• [WHAT TO WORK ON]
Down to the last line below, repeat the entries word for word and drop the pictures.

• [DATA TO PROCESS]
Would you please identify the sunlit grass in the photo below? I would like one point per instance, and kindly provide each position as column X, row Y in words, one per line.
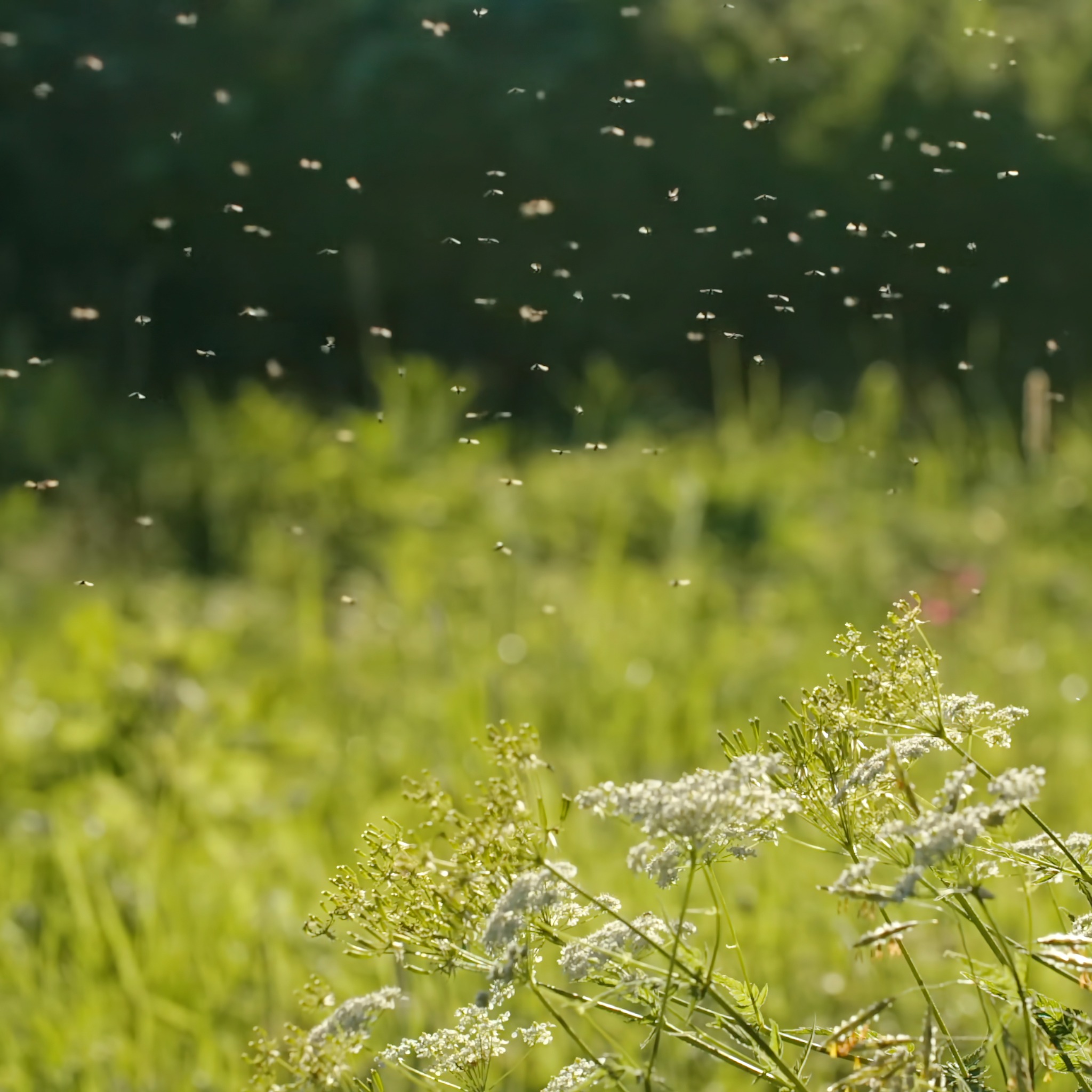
column 185, row 758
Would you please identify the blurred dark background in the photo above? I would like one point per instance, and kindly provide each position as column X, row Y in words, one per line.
column 93, row 151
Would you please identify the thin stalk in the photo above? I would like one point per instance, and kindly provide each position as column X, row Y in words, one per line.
column 1002, row 950
column 689, row 1038
column 588, row 1053
column 982, row 1002
column 753, row 1033
column 716, row 890
column 671, row 970
column 904, row 951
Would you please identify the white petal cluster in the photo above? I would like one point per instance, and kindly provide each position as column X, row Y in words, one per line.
column 537, row 1034
column 530, row 893
column 475, row 1039
column 356, row 1015
column 663, row 865
column 968, row 714
column 583, row 958
column 879, row 762
column 566, row 914
column 578, row 1075
column 1018, row 788
column 937, row 834
column 855, row 880
column 1078, row 844
column 703, row 809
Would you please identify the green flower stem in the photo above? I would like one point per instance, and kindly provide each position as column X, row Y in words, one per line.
column 692, row 1039
column 671, row 970
column 753, row 1033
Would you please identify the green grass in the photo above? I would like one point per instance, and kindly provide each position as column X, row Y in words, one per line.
column 189, row 747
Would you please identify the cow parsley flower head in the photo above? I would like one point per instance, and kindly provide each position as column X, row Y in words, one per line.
column 702, row 812
column 879, row 762
column 476, row 1039
column 1018, row 788
column 539, row 1034
column 938, row 834
column 356, row 1016
column 611, row 945
column 1082, row 926
column 530, row 893
column 1078, row 844
column 968, row 714
column 581, row 1074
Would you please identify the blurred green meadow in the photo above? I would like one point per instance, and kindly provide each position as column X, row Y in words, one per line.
column 323, row 604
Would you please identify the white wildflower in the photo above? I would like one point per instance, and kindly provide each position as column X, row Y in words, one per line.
column 530, row 893
column 1079, row 845
column 1018, row 788
column 854, row 880
column 537, row 1034
column 614, row 944
column 957, row 789
column 708, row 810
column 581, row 1074
column 473, row 1042
column 967, row 714
column 880, row 762
column 356, row 1015
column 937, row 834
column 566, row 914
column 662, row 865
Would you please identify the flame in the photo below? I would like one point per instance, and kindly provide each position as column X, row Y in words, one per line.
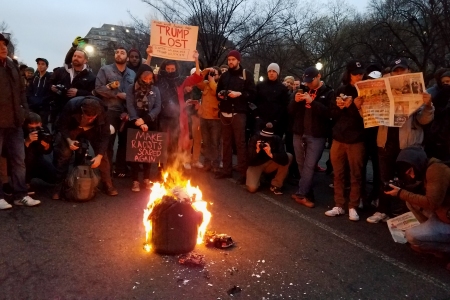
column 168, row 187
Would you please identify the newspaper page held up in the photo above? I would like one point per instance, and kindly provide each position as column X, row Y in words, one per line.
column 398, row 225
column 391, row 100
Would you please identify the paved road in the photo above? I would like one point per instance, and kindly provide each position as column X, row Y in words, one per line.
column 94, row 250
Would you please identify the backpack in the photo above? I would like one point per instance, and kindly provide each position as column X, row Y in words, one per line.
column 81, row 183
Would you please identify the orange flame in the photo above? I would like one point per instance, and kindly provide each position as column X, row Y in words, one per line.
column 167, row 188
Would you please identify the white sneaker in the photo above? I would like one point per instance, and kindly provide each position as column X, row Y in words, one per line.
column 4, row 204
column 335, row 211
column 377, row 217
column 198, row 165
column 27, row 201
column 353, row 215
column 135, row 187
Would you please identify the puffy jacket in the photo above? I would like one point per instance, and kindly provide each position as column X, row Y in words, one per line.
column 320, row 113
column 69, row 122
column 234, row 80
column 348, row 123
column 38, row 92
column 108, row 74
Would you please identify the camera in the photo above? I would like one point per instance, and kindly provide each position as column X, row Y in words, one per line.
column 61, row 89
column 395, row 182
column 44, row 136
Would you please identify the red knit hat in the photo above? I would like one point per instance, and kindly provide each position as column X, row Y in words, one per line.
column 235, row 54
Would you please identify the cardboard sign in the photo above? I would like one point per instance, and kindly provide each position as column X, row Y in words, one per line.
column 146, row 147
column 173, row 41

• [WRITTEN REPLY]
Would you please identify the sunlit grass in the photo below? I would like one point per instance, and kindly provide each position as column X, row Y in words, one per line.
column 185, row 758
Would you please identify the blurred dark background in the photo above? I would like one point per instance, and kindly provide each position as column X, row Y in words, one per line.
column 93, row 151
Would you please identify the thin stalk in the photo above? I would like one point per instance, and kindly provide each position as column X, row Y in words, one per line.
column 1002, row 950
column 689, row 1038
column 588, row 1053
column 982, row 1002
column 753, row 1033
column 716, row 890
column 671, row 970
column 904, row 951
Would you please identify the white petal cluster in the photo above? I would like one point per instance, and kindly provide each position as column X, row Y in words, one per line.
column 537, row 1034
column 530, row 893
column 475, row 1039
column 356, row 1015
column 663, row 865
column 968, row 714
column 583, row 958
column 879, row 762
column 566, row 914
column 578, row 1075
column 1018, row 788
column 937, row 834
column 855, row 880
column 1078, row 844
column 703, row 809
Would you please identify the green flower stem in the photo above? I would like one point per instance, and kindly provide each position as column X, row Y in words, one per line.
column 692, row 1039
column 671, row 970
column 753, row 1033
Would you please identify the green grass in the photo above? I would like one point per instance, and kindly provide each position as column X, row Y in words, one per line.
column 189, row 747
Would you please identify the cow parsley flower head in the photo above? I would like one point per instance, and kindly provide each position as column X, row Y in words, one per line.
column 702, row 812
column 879, row 762
column 476, row 1039
column 1018, row 788
column 539, row 1034
column 938, row 834
column 356, row 1016
column 611, row 945
column 1082, row 926
column 530, row 893
column 1078, row 844
column 968, row 714
column 581, row 1074
Would you please identify the blurred green meadow in the photo above? I would like one point per instance, and kindly provide each position as column X, row Y in words, one per line.
column 323, row 604
Would you please identify the white wildflower in the photo above? I would like one point per instance, and kindly provide each position as column X, row Y in words, one per line.
column 530, row 893
column 1079, row 845
column 1018, row 788
column 854, row 880
column 537, row 1034
column 614, row 944
column 957, row 789
column 708, row 810
column 581, row 1074
column 473, row 1042
column 967, row 714
column 880, row 762
column 356, row 1015
column 937, row 834
column 566, row 914
column 662, row 865
Would you please identify the flame in the photo below? I would like one point per instance, and kindly provide each position as column X, row Y in words, one per line.
column 168, row 187
Would you please identify the newspaper page held up in the photo above? I would like one point per instance, and kindly provide each position as column X, row Y in words, one per line.
column 398, row 225
column 391, row 100
Would you please identify the paved road in the photo above? I would like one point per instance, and kindly provide each position as column X, row Y in words, one per line.
column 94, row 250
Would you please identify the backpack in the photo above? I would like one point per instance, and kindly provide each position as column X, row Y in words, one per line.
column 81, row 183
Would you please identify the orange flame in the photo above? I would like one point per instance, and kindly provide each position as column X, row Y in words, one per line.
column 167, row 188
Would you please identify the white sneaker in the photo above? I would like one point per instance, and kindly provide each position as column X, row Y in words, one per line.
column 4, row 204
column 335, row 211
column 377, row 217
column 198, row 165
column 27, row 201
column 353, row 215
column 135, row 187
Would you please identify the puffy jacket in the photo above? I would like one point per instance, and kindly provide each position as column X, row Y in words, one per line.
column 320, row 113
column 69, row 122
column 234, row 80
column 348, row 123
column 38, row 92
column 108, row 74
Would you please identify the camera in the photo above? I would like one point per instance, and kindly provide each position as column X, row Y in words, one per line.
column 61, row 89
column 395, row 182
column 44, row 136
Would you please identify the red knit hat in the photo above? I would like one point per instance, and kindly provide each position as column X, row Y in words, one per line.
column 235, row 54
Would you please identify the cardboard sign in the photo above? I would like one point per instance, and kindly provide each position as column X, row Y in words, one per line.
column 146, row 147
column 173, row 41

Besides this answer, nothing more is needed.